** Opening Text under study block **

Wednesday, June 18, 2008

Homicide: Life on the Street

In 1993, a show premiered after the Superbowl. It was Homicide: Life on the Street and its first and second season episodes were shown sporadically, equalling 13 in total. It is considered the precursor to the HBO show The Wire, as it was created by the same people and centered around the same town. It is one of the best shows ever produced on television. Well-written, excellently acted, and realistic, the show didn't have the sexiness of NYPD Blue; it wasn't a soap opera in any sense of the word, and it differed from Law & Order (a show that premiered 3 years earlier) and procedural shows of that ilk in that the murders investigated were not always contained to a single episode, or even a pair of episodes. The show was gritty; cameras were handheld, shaky, and scenes were often cut with a "jump" effect: characters would be in the same scene, standing in the same place, and the camera would have changed positions.

** Closing Text under study block **

**Instructions to follow**
Copy the blog post about Homicide: Life on the Street in full, word for word.

** Opening Dataset records block **

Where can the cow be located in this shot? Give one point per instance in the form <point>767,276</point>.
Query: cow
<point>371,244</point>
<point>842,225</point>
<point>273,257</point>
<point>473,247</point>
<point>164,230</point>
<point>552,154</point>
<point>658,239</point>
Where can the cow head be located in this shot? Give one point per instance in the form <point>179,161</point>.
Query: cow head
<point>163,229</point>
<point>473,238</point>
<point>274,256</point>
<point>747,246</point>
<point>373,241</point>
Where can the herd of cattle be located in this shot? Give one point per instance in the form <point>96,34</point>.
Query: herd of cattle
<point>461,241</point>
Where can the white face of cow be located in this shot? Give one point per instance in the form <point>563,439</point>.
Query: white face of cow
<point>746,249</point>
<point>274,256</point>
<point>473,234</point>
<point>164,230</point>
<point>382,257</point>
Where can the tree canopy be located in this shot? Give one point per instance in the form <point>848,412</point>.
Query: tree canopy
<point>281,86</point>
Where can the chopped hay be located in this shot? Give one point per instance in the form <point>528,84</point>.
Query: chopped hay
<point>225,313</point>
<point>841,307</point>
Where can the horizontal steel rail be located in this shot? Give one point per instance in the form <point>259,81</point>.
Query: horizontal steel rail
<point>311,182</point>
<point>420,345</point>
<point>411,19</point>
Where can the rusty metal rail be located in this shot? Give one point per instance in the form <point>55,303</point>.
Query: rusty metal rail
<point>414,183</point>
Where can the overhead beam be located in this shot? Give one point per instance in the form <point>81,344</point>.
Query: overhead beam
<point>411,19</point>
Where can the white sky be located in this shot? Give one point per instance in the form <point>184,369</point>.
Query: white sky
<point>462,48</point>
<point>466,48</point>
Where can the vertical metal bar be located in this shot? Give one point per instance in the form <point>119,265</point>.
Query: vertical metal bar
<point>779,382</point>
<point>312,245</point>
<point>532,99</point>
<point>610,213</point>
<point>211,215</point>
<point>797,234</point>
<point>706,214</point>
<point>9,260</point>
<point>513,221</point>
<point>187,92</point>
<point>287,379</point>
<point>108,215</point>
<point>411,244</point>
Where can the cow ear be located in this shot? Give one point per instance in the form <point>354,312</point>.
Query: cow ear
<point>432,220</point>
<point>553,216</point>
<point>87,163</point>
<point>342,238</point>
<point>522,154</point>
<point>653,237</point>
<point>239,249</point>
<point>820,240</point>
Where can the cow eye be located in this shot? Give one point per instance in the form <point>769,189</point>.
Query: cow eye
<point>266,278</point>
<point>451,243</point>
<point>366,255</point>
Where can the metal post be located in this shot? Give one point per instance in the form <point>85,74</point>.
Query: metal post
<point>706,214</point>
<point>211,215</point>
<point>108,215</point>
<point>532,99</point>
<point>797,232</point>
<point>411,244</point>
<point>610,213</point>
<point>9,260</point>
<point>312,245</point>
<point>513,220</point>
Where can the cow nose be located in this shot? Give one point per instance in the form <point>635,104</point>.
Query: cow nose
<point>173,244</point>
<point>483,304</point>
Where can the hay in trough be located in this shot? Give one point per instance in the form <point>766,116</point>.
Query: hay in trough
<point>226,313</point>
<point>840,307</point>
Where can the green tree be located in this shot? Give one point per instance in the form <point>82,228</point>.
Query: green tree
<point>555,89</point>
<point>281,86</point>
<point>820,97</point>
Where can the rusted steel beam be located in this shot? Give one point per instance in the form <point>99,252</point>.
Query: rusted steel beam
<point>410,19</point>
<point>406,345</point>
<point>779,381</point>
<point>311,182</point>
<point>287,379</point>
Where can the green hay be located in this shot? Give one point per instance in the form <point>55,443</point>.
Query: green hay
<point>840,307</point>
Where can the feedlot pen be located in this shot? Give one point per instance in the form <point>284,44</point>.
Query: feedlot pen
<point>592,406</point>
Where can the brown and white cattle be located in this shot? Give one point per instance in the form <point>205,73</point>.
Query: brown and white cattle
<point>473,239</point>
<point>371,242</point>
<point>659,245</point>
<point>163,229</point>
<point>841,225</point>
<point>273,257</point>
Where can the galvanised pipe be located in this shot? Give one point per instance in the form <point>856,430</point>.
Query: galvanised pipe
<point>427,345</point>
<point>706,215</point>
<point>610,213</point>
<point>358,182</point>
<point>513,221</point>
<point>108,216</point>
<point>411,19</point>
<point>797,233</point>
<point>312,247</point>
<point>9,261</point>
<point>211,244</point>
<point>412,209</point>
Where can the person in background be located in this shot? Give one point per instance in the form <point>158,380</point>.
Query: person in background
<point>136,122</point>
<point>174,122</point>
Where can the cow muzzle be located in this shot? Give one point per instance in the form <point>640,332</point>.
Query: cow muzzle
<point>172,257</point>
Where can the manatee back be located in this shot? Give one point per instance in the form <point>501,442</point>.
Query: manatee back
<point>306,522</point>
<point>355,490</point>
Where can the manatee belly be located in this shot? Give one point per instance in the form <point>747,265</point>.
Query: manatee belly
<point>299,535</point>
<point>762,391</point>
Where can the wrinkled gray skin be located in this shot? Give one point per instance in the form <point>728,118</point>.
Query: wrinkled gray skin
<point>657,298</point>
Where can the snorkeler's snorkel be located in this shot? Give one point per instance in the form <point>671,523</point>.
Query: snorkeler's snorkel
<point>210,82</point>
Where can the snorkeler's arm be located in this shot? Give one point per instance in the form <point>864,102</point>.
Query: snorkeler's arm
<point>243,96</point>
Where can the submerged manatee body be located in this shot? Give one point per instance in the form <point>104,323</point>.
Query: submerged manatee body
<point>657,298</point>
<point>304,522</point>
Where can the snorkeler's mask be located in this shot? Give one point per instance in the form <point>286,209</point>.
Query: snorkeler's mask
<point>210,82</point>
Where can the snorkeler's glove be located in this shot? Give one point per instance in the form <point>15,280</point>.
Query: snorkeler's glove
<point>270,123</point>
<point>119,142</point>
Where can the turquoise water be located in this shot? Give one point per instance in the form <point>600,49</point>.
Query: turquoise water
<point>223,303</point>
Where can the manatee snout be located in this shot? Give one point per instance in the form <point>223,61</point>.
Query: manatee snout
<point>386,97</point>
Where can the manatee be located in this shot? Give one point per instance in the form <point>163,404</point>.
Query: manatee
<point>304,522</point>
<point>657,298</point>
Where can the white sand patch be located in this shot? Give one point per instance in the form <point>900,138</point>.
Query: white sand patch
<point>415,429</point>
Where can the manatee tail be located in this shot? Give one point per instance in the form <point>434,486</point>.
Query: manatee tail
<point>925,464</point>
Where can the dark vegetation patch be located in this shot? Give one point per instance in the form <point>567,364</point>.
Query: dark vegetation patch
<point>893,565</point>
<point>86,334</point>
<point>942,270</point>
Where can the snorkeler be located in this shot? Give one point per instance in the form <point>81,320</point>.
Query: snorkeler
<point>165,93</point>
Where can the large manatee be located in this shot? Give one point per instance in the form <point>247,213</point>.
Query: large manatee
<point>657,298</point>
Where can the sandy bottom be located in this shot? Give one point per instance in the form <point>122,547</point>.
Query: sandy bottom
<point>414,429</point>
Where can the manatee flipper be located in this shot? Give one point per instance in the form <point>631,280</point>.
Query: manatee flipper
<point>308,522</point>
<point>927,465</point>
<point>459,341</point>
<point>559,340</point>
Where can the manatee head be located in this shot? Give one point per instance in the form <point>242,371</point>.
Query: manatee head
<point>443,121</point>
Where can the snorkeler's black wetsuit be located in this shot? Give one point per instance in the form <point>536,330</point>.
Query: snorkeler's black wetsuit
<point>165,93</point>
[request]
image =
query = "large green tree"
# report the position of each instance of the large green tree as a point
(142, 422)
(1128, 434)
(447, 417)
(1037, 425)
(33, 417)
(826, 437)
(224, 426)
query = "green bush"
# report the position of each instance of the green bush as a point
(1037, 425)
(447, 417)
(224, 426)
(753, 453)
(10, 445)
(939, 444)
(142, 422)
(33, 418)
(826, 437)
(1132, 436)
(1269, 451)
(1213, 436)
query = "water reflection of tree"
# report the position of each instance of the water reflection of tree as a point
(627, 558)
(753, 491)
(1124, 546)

** Closing Dataset records block **

**Task solution**
Wednesday, June 18, 2008

Homicide: Life on the Street

In 1993, a show premiered after the Superbowl. It was Homicide: Life on the Street and its first and second season episodes were shown sporadically, equalling 13 in total. It is considered the precursor to the HBO show The Wire, as it was created by the same people and centered around the same town. It is one of the best shows ever produced on television. Well-written, excellently acted, and realistic, the show didn't have the sexiness of NYPD Blue; it wasn't a soap opera in any sense of the word, and it differed from Law & Order (a show that premiered 3 years earlier) and procedural shows of that ilk in that the murders investigated were not always contained to a single episode, or even a pair of episodes. The show was gritty; cameras were handheld, shaky, and scenes were often cut with a "jump" effect: characters would be in the same scene, standing in the same place, and the camera would have changed positions.